> [Work request]: An unchanged copy of each entry below is needed; keep the pictures out of it.

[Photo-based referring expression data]
· · ·

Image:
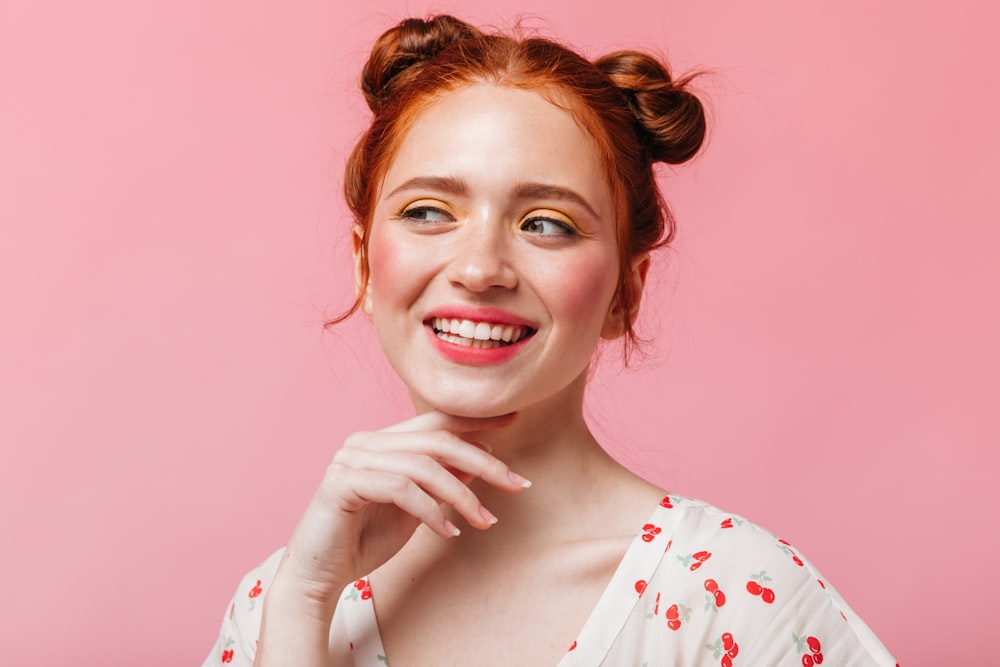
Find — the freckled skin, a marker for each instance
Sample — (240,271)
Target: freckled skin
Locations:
(480,251)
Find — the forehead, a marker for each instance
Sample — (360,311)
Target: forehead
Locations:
(493,134)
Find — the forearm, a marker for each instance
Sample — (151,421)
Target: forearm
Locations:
(295,629)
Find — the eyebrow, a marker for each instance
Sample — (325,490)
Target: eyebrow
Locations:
(545,191)
(446,184)
(457,186)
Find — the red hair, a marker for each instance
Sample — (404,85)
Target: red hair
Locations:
(627,101)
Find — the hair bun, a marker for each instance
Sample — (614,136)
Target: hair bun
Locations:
(400,53)
(673,118)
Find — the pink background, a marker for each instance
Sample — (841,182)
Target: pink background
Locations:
(172,236)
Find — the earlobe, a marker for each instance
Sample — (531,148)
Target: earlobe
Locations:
(635,281)
(361,281)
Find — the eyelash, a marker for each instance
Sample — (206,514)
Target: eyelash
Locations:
(412,214)
(419,215)
(566,228)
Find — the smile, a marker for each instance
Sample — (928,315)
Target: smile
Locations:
(478,334)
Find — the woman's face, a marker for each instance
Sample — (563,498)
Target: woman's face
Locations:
(492,254)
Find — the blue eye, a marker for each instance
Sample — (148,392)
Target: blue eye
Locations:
(548,227)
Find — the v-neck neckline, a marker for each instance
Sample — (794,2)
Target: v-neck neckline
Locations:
(596,636)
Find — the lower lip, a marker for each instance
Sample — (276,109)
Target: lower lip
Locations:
(475,356)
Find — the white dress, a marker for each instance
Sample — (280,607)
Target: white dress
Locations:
(697,587)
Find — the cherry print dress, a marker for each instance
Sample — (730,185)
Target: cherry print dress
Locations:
(698,587)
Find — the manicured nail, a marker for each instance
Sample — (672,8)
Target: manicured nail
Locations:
(517,479)
(486,514)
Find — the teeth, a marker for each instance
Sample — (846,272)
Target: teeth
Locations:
(477,334)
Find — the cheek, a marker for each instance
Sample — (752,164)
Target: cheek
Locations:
(385,266)
(583,288)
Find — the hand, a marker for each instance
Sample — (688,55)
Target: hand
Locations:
(378,489)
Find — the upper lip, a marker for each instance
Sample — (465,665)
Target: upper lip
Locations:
(491,315)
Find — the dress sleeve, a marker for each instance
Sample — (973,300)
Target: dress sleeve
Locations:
(237,642)
(730,593)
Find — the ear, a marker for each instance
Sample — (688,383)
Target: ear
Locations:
(360,260)
(635,281)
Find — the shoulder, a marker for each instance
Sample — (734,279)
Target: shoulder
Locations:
(237,641)
(726,586)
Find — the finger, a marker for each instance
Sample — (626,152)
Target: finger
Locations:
(444,446)
(435,420)
(428,474)
(387,488)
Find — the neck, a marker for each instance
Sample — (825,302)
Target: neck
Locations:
(550,444)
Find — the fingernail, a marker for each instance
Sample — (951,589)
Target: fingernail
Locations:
(517,479)
(488,515)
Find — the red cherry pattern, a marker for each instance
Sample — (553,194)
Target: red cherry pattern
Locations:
(695,560)
(677,614)
(256,590)
(363,586)
(811,650)
(757,586)
(715,598)
(787,548)
(651,532)
(725,649)
(227,653)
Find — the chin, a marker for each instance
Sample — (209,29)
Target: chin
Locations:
(465,406)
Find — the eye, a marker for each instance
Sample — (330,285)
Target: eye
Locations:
(423,213)
(548,227)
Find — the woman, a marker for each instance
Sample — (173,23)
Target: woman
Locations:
(506,210)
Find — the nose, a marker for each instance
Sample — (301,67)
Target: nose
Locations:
(481,258)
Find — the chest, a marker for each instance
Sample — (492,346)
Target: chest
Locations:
(524,612)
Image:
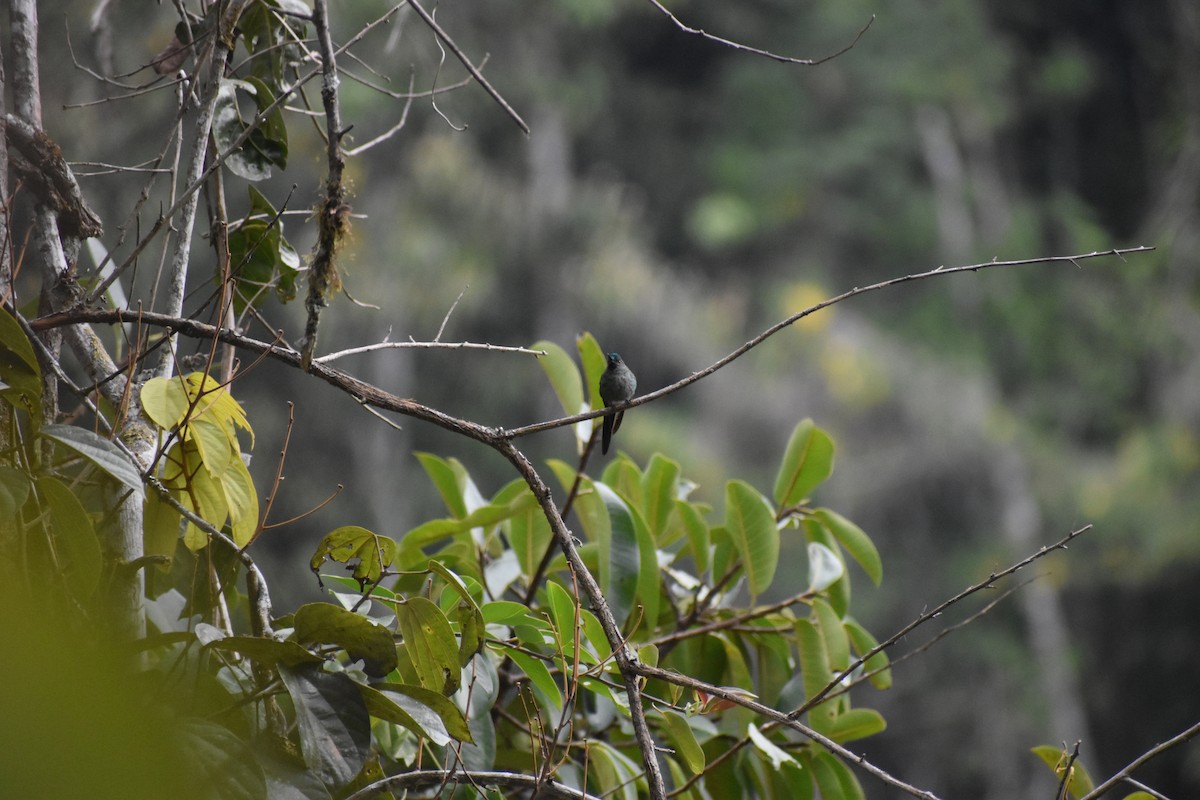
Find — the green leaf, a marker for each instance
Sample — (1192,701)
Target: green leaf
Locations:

· · ·

> [Result below]:
Image:
Find — the freckled skin, a marker for each instance
Sample — (240,271)
Target: freckled skin
Locations:
(480,251)
Find — the forehead, a marker for each instance
Sample — (360,311)
Target: forehead
Locations:
(493,134)
Find — the forearm, a marker for each instance
Sample — (151,421)
Target: forearm
Locations:
(295,629)
Find — the eyebrow, a marker for each instance
Sample — (325,490)
Target: eyebrow
Locations:
(545,191)
(446,184)
(457,186)
Find — the red hair, a marker for each instance
Sample — (404,85)
Target: red hair
Locations:
(627,101)
Find — the hair bun, a marker for each instance
Sample — (614,136)
Target: hair bun
Locations:
(400,53)
(673,118)
Find — the pink background, a marker for each instance
Sample — (841,182)
Target: pink background
Locations:
(172,236)
Find — the earlobe, a marker for each instance
Sample — (531,148)
Target: earlobe
Locations:
(635,281)
(361,281)
Find — the eyelash, a marker for each instance
Sample — (206,514)
Target: eyelash
Locations:
(412,214)
(419,215)
(566,228)
Find — the smile, a marker for each instance
Sample — (928,315)
Target: smile
Locations:
(478,334)
Find — the woman's face, a marker for each instance
Sample — (563,498)
Target: woman's face
Locations:
(492,254)
Find — the blue eye, a marker for each instance
Sample — (148,392)
Target: blue eye
Locations:
(548,227)
Find — the v-neck neckline, a marker for each instance
Sample — (794,2)
Target: v-neck neckline
Locations:
(596,636)
Find — the lower lip, a marker for each instance
Sample — (276,109)
Target: lower lip
Locations:
(475,356)
Find — the white dress, a marker for each instance
Sample — (280,607)
Target: white dress
Locations:
(697,587)
Find — the cherry print dress, a marker for each instance
Sample — (730,185)
Target: cherry print dress
Locations:
(698,587)
Find — the manicured nail, a marker for each instance
Sample — (672,8)
Target: manicured nail
Locations:
(517,479)
(486,514)
Find — the teeth, a marker for each instance
Sample — (846,272)
Target: teeth
Locations:
(477,334)
Find — the cheek, a marker for each instance
Sample — (752,164)
Target: cheek
Locations:
(385,266)
(583,288)
Find — the hand, a marker for each instance
Sample — (688,55)
Target: hand
Locations:
(378,489)
Find — the upper lip, a marker for each instance
Sample — (465,665)
Target: upper lip
Locations:
(491,315)
Find — the dress sleeve, a marker for each instance
Sample — (973,300)
Target: dress sleeve
Locations:
(237,642)
(730,593)
Find — the ear, a marker for each instance
Sample — (688,383)
Target: ear
Locations:
(360,260)
(635,281)
Find — the shoulder, a marker for each instance
Sample — (734,279)
Target: shoulder
Locations:
(237,641)
(726,586)
Find — the finger, a marker for each instance
Sample — (626,152)
Target: finger
Locations:
(444,446)
(435,420)
(428,474)
(387,488)
Find — the neck, a marker for each instance
Sample — (825,302)
Target: neck
Locations:
(550,444)
Find — the fingernail, a marker for each instance
Sample — (951,589)
Target: fingernail
Locations:
(517,479)
(488,515)
Find — the red cherry pattern, a marker for each instance
Sample — (553,194)
Target: red cherry pattern
Locations:
(695,560)
(677,614)
(256,590)
(363,586)
(811,650)
(757,586)
(715,598)
(787,548)
(651,532)
(725,649)
(227,653)
Find — the chin, a marker for each instance
Sample — (209,29)
Target: chin
Locations:
(465,406)
Find — the eye, a marker for each instance
Sample — (330,285)
Target: eye
Locations:
(423,213)
(548,227)
Find — the woman, a marker for each instance
Sample — (173,23)
Target: woman
Locations:
(506,210)
Find — the nose, a marker for each instance
Sample — (301,67)
Target: nose
Locations:
(481,258)
Find — the chest, a marker for each instance
Sample — (492,346)
Target: chest
Locations:
(524,612)
Image:
Find — the green leaf, a marker for each instance
Sample — (1192,701)
Target: green leaf
Locations:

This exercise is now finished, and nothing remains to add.